[Document passage Boundary: Start]
A trait that I value in persons who would be leaders of people and even leaders of leaders is “teachability.”
Great leaders are always seeking to learn from others and have coaches and others who can provide valuable feedback. As one wise person once said, “Feedback is the breakfast of champions.”
Great leaders are always evolving and look to reinvent themselves for the changing landscape and parameters of the context within which they lead and the world around them.
As I still try to process the words spoken in January by the leader of the free world that dismissed people of certain countries, I think of my greatest teachers. They have been the courageous, joyful, hopeful, and tenacious people of Haiti, people who have kept on keeping on and moving forward against the longest of odds.
A few weeks after that awful day of January 12, 2010 when the earth shook in Haiti, killing over 350,000 persons, displacing many times more, and creating over a million new orphans, I was privileged to preside at the funeral of two remarkable young people, Marc Erline and Evenson, students in the Haitian Education and Leadership Program (uhelp.net), an awe-inspiring program that has as its most long standing continuous supporting partner the Haitian Timoun Foundation (htflive.org).
This program invites the very brightest young people in Haiti who have no way to fund a college education and provides for such an education including tuition, housing, food, leadership development and much more.
The hundreds of young men and women who have graduated from this program or are in it now truly represent the very best in terms of leadership and leadership potential.
They have overcome incredible hardships and obstacles – no electricity, miles to the nearest school, inadequate nutrition, and generally only a mother or grandmother as a parent – to not only graduate from high school but to also be ranked number one in their class.
[Document passage Boundary: End]
[Entries shown Boundary: Start]
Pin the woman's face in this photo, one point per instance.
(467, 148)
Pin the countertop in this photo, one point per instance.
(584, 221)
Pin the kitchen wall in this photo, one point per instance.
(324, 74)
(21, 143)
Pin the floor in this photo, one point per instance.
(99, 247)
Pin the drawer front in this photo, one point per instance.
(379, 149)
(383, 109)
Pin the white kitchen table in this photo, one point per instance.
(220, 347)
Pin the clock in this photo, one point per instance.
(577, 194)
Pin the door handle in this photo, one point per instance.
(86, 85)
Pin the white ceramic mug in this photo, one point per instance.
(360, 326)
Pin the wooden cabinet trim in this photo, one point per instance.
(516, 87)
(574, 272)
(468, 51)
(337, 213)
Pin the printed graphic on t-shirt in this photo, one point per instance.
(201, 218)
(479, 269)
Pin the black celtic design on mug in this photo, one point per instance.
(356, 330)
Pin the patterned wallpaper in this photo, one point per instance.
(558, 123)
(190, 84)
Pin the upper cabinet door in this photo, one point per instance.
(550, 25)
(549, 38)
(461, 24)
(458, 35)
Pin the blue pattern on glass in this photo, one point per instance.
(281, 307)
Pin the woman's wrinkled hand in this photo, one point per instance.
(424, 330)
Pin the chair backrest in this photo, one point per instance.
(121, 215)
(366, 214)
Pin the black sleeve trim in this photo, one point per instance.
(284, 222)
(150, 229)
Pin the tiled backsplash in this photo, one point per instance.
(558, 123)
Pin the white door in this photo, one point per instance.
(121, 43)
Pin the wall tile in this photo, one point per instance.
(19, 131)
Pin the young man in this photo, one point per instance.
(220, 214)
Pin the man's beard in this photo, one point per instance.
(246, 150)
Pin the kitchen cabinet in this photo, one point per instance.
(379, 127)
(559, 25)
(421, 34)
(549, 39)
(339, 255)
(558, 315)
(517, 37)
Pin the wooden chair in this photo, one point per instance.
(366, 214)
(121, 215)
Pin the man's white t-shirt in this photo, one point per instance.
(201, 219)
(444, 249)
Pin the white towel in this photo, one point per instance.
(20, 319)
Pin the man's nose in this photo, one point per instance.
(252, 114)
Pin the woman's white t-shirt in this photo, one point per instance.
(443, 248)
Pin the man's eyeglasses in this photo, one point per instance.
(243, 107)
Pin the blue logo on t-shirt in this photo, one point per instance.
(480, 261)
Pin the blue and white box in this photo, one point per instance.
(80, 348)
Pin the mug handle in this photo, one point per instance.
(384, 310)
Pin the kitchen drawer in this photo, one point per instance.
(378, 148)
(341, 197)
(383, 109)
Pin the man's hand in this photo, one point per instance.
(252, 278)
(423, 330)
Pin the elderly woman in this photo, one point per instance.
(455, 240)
[Entries shown Boundary: End]
Description of the task →
Continue the passage on teachable leaders and the Haitian students, starting right after its last sentence.

Answer below →
In a country where 85% of all people holding a college degree do not live in Haiti, these young people who are integrated into the H.E.L.P program have a deep desire to take their learning and invest themselves in Haiti, making it better and more just.
On this day of the funeral, the grief in the makeshift worship space under a tarp in the mid-day Port-au-Prince sun filled the air with the sounds of mourning and the shock of what had happened.
Haiti is a cruel place where the best dreams can be smacked down.
Marc Erline and Evenson, both killed in the earthquake, were amazing young people who brought joy, light, and excellence to every group they entered.
The reality on this day was not that an earthquake had taken their lives. Poverty had.
It is the kind of poverty where a country mired in it is exploited by exporters of cement who can sell expired cement to them and get away with it. It is a place where inadequate reinforcing steel can be placed in the substandard concrete because those doing it can get away with it.
Haiti’s buildings, built to withstand hurricanes but using substandard cement block, became instant death traps for those caught inside them.
But these Haitian young men and women devoted little energy to wringing their hands and crying out, “Woe is us.” They got to work, entering devastated buildings and using their learned engineering skills to repair them and the faulty electrical wiring in them. Many joined forces with the emergency medical team at a makeshift hospital deployed by HTF to attend to the injured.
Their spirit is not unlike the women in the Central Plateau of Haiti, who are in the Fonkoze-led and HTF-sponsored Chemen Lavi Miyo program. CLM is proving that the most despicable and degrading poverty on the planet can be eradicated.
These women and their children have been told that they are nobodies, even sub-human because of their living conditions; yet, they enter the CLM program and have no quit in them. Over an 18-month period under intentional coaching and with moderate material assistance they raise themselves up to be players in the Haiti economy and society.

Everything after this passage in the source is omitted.